• **Document source**:
Par de multiples signes, dès les préparatifs de la manifestation du 22 février, l’État avait affiché la couleur ; a fortiori pendant le déroulement de la manifestation. La gestion par l’État des manifestations sur la voie publique ne procède pas d’un à-peu-près : depuis longtemps, des techniques éprouvées ont été mises en place, des manuels publiés à usage interne des services concernés. Chaque orientation dans le choix des dispositifs ou dans les négociations avec les organisateurs des défilés indique l’attitude de l’État, conciliante et portée au compromis ou intraitable.

C’est bien une attitude intraitable qu’a prise la préfecture de Loire-Atlantique dans des négociations interminables avec les organisateurs. À ce propos ces organisateurs émanaient des différentes tendances présentes dans le mouvement qui ont su au fil des mois et des années discuter et contribuer collectivement aux échéances cruciales – cohésion dont témoignera le communiqué publié le 22 au soir après “les évènements” (cf. le site zad.nadir). Premièrement, la préfecture a exclu du parcours le cours des Cinquante otages qui est un classique de toutes les manifestations du mouvement social depuis des lustres, soi-disant pour protéger le centre ville des “casseurs” – on a vu qu’il n’en a rien été !

• **Travail à faire**:
1 > Sélectionnez et recopiez chaque ligne des enregistrements qui contient la chaîne « menu », en tenant compte de la casse.
2 > Rédigez la suite du texte sur la manifestation du 22 février, en reprenant juste après sa dernière phrase.

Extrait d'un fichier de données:

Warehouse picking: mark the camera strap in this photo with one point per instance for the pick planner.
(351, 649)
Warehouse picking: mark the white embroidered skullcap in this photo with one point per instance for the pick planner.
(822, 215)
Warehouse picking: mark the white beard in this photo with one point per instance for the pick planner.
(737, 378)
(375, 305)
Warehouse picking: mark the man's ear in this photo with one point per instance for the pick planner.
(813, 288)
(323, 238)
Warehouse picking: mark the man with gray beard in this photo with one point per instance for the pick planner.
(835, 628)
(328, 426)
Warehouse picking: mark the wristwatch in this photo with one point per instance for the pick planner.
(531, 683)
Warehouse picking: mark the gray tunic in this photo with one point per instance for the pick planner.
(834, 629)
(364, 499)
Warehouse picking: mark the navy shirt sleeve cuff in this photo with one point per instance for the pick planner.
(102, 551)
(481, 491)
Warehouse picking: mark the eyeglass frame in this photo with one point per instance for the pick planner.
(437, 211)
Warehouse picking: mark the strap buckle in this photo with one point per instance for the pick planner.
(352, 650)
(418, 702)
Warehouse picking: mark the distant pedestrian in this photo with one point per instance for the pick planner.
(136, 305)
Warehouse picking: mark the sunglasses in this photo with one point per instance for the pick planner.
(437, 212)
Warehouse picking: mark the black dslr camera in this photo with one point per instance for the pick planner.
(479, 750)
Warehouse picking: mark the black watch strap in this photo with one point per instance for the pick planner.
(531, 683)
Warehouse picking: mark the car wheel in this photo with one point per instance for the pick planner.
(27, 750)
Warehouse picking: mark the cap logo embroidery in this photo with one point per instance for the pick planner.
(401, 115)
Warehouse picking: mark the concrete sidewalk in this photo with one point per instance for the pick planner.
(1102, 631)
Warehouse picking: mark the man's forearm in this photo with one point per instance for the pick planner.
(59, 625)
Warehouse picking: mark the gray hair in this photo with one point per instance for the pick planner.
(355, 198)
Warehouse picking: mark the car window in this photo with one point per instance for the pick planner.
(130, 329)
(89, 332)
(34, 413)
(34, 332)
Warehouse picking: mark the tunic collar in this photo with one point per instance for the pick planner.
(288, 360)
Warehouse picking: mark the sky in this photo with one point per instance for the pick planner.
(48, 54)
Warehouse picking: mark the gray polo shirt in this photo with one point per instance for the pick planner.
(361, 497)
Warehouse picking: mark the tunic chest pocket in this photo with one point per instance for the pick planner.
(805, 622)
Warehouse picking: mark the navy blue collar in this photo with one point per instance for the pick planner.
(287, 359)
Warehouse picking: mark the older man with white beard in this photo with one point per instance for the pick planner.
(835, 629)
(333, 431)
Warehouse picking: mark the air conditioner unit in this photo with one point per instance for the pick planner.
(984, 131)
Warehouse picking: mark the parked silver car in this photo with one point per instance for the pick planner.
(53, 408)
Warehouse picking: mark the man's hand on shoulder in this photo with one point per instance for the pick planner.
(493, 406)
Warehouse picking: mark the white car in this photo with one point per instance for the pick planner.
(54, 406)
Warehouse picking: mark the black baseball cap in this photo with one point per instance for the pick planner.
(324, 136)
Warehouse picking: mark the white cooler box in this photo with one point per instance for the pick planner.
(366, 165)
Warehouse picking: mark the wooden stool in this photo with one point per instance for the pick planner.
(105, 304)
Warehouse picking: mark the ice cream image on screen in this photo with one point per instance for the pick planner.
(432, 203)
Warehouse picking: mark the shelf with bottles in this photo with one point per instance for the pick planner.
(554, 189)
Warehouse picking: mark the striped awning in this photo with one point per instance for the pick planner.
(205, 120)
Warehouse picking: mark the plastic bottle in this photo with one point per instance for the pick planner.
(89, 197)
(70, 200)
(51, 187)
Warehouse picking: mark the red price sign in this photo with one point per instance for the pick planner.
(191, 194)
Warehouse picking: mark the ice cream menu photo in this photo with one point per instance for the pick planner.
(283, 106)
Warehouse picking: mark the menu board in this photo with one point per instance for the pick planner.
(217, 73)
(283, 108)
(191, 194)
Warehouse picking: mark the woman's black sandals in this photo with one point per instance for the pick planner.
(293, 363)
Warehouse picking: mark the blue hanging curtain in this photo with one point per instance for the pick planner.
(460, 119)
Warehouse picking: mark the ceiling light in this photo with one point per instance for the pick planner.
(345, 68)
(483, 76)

• **Corrigé par tâche**:
1 >
Warehouse picking: mark the ice cream menu photo in this photo with one point per instance for the pick planner.
Warehouse picking: mark the menu board in this photo with one point per instance for the pick planner.

2 >
Deuxièmement, la longueur d’un parcours est fonction de l’affluence estimée à l’avance ; même si les organisateurs eux-mêmes ont pu être surpris, à quelques dizaines de milliers près, du succès de la mobilisation (ils espéraient plus de 20 000, nous fûmes certainement plus de 40 000 - et 500 tracteurs agricoles venus aussi des départements limitrophes. Les services de renseignement intérieurs savaient par exemple le nombre de bus qui convergeraient sur Nantes ; il y en a eu plus de 60 - la DCRI avait téléphoné à des transporteurs). Il s’agit donc bien d’un choix délibéré de cantonner une grosse manifestation sur un petit parcours amenant le début du défilé à piétiner, très tôt, à la fin du parcours, devant les grilles qui barraient le cours des Cinquante otages.

Troisièmement, tout au long du parcours les dispositifs anti-émeutes ont été installés à chaque coin de rue, au contact de la manifestation ; là aussi c’est un classique qui, justement, n’a pas été observé : les barrages sont en général installés au coin de rue précédent, en retrait.

Quatrièmement, le départ du cortège ayant été donné à 13h00, sa fin ne s’est ébranlée que 2 heures plus tard. Mais dès 15h30, donc bien avant le moment de la dispersion qu’on associe en général à un certain délai après l’arrivée de la fin du cortège, les forces de l’État, en bas du cours des Cinquante otages, ont tiré des salves de grenades lacrymogènes sur une foule bigarrée où ne figuraient que quelques dizaines de lanceurs de canettes mais aucun Black Block. La foule déjà manifestait une résistance à ces injonctions armées à s’éloigner.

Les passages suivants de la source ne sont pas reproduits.